:: What the exercise asks ::
One part of the entries below is wanted: the lines from the one containing "small shrub -> box" through the one containing "forest canopy -> box". Write those out exactly and nothing else.

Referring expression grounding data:
"""

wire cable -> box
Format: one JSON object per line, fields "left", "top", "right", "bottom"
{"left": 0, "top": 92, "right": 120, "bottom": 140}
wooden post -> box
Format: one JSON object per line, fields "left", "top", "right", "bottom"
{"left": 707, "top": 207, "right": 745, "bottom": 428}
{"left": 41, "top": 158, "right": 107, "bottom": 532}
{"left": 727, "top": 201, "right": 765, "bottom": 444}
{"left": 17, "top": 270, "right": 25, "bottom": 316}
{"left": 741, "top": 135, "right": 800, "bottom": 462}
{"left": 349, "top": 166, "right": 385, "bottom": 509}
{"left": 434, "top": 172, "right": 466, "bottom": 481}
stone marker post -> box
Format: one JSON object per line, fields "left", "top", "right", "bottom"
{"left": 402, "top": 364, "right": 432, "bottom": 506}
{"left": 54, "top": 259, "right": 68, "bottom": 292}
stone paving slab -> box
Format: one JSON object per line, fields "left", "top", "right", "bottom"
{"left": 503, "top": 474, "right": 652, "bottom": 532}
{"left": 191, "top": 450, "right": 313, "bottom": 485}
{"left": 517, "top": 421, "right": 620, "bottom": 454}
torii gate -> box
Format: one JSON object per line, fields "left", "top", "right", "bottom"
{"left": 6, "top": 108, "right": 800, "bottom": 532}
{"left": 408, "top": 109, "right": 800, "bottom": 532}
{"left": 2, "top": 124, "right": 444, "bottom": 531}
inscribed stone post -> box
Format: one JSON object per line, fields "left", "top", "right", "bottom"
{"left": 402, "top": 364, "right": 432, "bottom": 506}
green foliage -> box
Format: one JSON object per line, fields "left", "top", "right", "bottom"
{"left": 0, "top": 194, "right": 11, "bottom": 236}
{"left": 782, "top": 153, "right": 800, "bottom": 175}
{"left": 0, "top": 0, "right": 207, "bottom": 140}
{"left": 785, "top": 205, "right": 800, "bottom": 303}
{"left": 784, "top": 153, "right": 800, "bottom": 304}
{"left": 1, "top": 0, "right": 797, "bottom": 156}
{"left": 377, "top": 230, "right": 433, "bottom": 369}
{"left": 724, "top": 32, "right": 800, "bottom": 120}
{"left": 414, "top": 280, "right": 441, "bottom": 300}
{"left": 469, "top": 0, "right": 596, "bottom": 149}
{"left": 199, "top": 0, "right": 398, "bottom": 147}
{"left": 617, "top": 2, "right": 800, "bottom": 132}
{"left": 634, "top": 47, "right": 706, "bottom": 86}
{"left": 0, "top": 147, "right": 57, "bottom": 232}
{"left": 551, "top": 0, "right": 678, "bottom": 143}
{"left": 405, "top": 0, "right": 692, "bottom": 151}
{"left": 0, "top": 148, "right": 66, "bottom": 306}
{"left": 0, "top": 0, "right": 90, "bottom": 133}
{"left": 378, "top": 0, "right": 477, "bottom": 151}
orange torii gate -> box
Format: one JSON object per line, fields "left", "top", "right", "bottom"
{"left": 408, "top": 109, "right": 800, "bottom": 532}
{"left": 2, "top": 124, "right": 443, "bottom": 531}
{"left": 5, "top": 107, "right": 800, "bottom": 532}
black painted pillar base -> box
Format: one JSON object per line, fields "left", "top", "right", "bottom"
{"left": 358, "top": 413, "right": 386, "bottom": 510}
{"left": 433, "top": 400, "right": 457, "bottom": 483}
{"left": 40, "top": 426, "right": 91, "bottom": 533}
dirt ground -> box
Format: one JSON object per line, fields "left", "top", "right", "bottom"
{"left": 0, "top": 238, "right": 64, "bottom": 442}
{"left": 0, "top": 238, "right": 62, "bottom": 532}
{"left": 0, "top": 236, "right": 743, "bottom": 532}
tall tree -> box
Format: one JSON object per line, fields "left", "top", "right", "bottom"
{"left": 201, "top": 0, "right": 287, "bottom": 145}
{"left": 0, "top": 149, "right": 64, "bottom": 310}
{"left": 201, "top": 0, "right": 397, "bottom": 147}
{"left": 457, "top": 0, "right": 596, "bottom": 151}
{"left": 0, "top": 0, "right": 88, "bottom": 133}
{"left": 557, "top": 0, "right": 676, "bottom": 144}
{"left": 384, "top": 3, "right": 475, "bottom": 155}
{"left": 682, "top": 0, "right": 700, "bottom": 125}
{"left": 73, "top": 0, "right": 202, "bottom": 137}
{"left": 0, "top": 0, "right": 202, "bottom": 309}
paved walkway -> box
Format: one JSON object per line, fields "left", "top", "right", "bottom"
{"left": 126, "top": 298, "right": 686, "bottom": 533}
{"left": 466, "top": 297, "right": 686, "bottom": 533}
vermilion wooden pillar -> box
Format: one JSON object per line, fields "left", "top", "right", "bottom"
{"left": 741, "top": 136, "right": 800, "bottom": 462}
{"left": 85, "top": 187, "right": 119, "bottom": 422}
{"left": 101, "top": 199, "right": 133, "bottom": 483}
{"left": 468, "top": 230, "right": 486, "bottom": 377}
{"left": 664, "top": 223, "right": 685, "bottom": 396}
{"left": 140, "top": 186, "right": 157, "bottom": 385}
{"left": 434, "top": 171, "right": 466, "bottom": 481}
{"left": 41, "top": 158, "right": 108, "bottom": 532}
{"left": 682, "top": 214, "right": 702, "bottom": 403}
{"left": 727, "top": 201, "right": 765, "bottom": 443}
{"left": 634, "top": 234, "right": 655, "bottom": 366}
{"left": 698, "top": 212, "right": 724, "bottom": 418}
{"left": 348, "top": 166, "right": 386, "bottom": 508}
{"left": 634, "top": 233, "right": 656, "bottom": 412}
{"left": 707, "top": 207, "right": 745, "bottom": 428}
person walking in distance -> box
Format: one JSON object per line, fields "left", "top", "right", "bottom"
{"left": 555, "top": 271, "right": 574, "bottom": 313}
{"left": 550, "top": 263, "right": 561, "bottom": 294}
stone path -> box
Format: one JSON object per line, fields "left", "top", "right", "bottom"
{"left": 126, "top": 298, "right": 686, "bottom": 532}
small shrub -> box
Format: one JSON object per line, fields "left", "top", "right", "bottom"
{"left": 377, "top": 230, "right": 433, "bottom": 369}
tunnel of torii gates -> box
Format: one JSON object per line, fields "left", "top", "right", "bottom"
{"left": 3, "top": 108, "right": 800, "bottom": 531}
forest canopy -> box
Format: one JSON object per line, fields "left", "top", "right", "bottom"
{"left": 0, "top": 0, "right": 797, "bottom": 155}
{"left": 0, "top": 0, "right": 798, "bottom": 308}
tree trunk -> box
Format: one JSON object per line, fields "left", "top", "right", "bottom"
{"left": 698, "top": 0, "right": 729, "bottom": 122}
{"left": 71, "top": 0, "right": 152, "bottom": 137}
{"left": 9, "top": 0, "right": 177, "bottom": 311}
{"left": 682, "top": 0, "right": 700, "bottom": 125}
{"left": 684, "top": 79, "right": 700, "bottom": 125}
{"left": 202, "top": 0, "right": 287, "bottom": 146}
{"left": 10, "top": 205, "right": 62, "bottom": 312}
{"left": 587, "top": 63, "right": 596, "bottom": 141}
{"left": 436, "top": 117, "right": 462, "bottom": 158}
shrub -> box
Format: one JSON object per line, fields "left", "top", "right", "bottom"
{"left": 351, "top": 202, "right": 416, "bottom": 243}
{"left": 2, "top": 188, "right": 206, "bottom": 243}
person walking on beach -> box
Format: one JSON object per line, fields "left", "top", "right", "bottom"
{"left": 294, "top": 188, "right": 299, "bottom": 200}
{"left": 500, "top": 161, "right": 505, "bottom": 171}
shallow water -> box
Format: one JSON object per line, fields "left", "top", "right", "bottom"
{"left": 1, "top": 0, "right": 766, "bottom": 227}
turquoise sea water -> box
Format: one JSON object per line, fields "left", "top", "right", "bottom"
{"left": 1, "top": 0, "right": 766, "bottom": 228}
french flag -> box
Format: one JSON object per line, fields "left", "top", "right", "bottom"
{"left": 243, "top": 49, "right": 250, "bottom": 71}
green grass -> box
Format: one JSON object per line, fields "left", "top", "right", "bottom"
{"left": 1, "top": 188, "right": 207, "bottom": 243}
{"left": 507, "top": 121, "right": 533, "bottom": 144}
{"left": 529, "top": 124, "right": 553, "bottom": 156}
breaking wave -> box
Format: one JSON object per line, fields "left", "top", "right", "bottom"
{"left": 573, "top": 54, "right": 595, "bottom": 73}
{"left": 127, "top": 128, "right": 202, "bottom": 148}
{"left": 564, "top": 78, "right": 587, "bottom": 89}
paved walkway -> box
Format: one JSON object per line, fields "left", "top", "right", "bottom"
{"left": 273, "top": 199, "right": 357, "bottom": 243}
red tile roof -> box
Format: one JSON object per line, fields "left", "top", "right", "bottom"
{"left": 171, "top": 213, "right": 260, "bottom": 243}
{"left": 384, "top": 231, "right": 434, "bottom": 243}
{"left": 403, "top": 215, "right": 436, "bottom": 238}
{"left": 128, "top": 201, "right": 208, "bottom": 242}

"""

:: Answer to the problem ::
small shrub -> box
Format: one JSON object per line, fields "left", "top", "right", "bottom"
{"left": 377, "top": 230, "right": 433, "bottom": 369}
tunnel of torii gates -> box
Format: one JSON object per line, fields "left", "top", "right", "bottom"
{"left": 3, "top": 108, "right": 800, "bottom": 531}
forest canopy -> box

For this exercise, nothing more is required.